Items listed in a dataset
__________________________________________________

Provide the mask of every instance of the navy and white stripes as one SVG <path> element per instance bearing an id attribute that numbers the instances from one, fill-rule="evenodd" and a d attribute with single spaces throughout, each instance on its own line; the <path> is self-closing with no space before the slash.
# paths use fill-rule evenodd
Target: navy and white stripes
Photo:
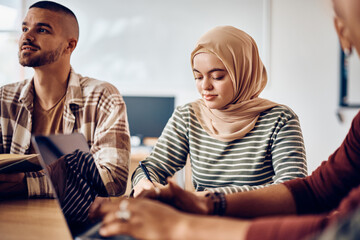
<path id="1" fill-rule="evenodd" d="M 68 222 L 85 222 L 90 205 L 97 196 L 107 196 L 103 181 L 90 153 L 75 152 L 64 156 L 66 186 L 60 204 Z"/>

__________________________________________________

Activity: Leaving out the pictures, restate word for word the lines above from the one containing "# paths use fill-rule evenodd" through the end of the records, both ends included.

Answer to the problem:
# paths use fill-rule evenodd
Target: navy and white stripes
Photo:
<path id="1" fill-rule="evenodd" d="M 68 222 L 85 222 L 90 205 L 97 196 L 107 196 L 103 181 L 90 153 L 75 152 L 64 156 L 66 186 L 60 204 Z"/>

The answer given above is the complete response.